- MATERIAL FOR THIS EXERCISE -
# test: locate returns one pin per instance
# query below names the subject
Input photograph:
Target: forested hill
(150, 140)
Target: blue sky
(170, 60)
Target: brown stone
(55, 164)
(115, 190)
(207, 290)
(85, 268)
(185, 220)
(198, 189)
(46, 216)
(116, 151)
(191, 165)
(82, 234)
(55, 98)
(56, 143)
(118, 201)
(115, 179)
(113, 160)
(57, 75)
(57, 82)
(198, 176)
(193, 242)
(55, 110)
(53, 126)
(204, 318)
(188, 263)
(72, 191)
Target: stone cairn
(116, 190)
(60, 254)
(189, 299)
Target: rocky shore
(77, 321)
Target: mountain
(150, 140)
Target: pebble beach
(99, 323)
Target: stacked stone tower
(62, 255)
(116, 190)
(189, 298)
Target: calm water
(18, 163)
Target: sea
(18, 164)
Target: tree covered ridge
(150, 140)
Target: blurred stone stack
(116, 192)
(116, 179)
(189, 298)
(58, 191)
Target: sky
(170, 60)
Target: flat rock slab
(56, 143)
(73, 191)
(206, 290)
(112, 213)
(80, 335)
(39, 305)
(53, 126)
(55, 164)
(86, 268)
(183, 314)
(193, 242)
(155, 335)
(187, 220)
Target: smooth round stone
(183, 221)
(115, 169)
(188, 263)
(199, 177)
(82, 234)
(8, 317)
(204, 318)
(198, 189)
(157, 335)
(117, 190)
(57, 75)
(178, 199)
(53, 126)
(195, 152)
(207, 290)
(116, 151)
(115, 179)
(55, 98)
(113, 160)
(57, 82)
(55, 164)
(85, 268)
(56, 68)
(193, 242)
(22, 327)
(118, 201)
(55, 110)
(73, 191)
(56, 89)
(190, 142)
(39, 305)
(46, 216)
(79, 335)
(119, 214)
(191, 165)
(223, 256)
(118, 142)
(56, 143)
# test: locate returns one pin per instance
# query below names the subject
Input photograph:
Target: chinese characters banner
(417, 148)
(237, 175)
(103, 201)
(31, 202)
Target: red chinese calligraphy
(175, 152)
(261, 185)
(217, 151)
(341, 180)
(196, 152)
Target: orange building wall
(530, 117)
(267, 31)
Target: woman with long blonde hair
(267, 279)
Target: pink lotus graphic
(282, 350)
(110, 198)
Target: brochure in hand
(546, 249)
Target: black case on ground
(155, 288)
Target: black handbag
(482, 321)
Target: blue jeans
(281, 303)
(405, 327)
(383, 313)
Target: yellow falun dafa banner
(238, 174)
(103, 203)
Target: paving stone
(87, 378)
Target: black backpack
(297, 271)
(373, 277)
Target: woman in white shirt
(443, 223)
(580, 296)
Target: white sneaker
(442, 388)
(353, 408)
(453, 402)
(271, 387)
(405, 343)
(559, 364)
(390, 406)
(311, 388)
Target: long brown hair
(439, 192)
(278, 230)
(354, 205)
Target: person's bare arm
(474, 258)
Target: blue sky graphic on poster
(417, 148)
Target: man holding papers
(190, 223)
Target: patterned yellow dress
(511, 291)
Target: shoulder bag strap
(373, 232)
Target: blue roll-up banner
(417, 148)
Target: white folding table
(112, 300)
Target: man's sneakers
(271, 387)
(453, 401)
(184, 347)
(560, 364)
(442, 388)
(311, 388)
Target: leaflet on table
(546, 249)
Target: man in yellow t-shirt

- REQUIRED TASK -
Copy out all of the rows above line for line, changing nothing.

- ANSWER FOR THE TASK -
# test: locate returns one pin per instance
# query below names the subject
Input photograph:
Target: forested hill
(150, 140)
Target: blue sky
(170, 60)
Target: brown stone
(55, 164)
(115, 190)
(207, 290)
(85, 268)
(185, 220)
(198, 189)
(46, 216)
(116, 151)
(191, 165)
(82, 234)
(55, 98)
(56, 143)
(118, 201)
(115, 179)
(113, 160)
(57, 75)
(57, 82)
(198, 176)
(193, 242)
(55, 110)
(53, 126)
(204, 318)
(188, 263)
(72, 191)
Target: stone cairn
(116, 190)
(60, 254)
(189, 299)
Target: rocky shore
(77, 321)
Target: mountain
(150, 140)
Target: pebble beach
(99, 323)
Target: stacked stone tower
(62, 255)
(116, 190)
(189, 298)
Target: calm water
(18, 163)
Target: sea
(18, 164)
Target: tree covered ridge
(150, 140)
Target: blurred stone stack
(116, 192)
(116, 179)
(189, 298)
(58, 191)
Target: sky
(170, 60)
Target: flat rock slab
(56, 143)
(73, 191)
(206, 290)
(112, 213)
(80, 335)
(39, 305)
(53, 126)
(55, 164)
(86, 268)
(183, 314)
(193, 242)
(155, 335)
(187, 220)
Target: smooth round stone
(183, 221)
(115, 169)
(188, 263)
(199, 177)
(82, 234)
(8, 317)
(204, 318)
(198, 189)
(157, 335)
(117, 190)
(57, 75)
(178, 199)
(53, 126)
(195, 152)
(207, 290)
(116, 151)
(115, 179)
(55, 98)
(113, 160)
(57, 82)
(55, 164)
(85, 268)
(56, 68)
(193, 242)
(22, 327)
(118, 201)
(55, 110)
(73, 191)
(56, 89)
(190, 142)
(39, 305)
(46, 216)
(79, 335)
(119, 214)
(191, 165)
(223, 256)
(118, 142)
(56, 143)
# test: locate returns one pin per instance
# query below names the subject
Input photograph:
Target: chinese characters banner
(417, 148)
(237, 175)
(103, 201)
(31, 202)
Target: red chinese calligraphy
(175, 152)
(261, 185)
(217, 151)
(341, 180)
(196, 152)
Target: orange building wall
(530, 117)
(267, 31)
Target: woman with long blonde hair
(267, 279)
Target: pink lotus graphic
(282, 350)
(110, 198)
Target: brochure in hand
(546, 249)
Target: black case on ground
(155, 288)
Target: black handbag
(482, 321)
Target: blue jeans
(281, 303)
(405, 327)
(383, 313)
Target: yellow falun dafa banner
(238, 174)
(103, 203)
Target: paving stone
(87, 378)
Target: black backpack
(297, 271)
(373, 277)
Target: woman in white shirt
(443, 223)
(580, 296)
Target: white sneaker
(442, 388)
(353, 408)
(453, 402)
(271, 387)
(405, 343)
(559, 364)
(390, 406)
(311, 388)
Target: long brown hair
(439, 192)
(278, 230)
(354, 205)
Target: person's bare arm
(474, 258)
Target: blue sky graphic on poster
(417, 148)
Target: man holding papers
(190, 223)
Target: patterned yellow dress
(511, 291)
Target: shoulder bag strap
(373, 232)
Target: blue roll-up banner
(417, 148)
Target: white folding table
(112, 300)
Target: man's sneakers
(271, 387)
(453, 401)
(184, 347)
(560, 364)
(442, 388)
(311, 388)
Target: leaflet on table
(546, 249)
Target: man in yellow t-shirt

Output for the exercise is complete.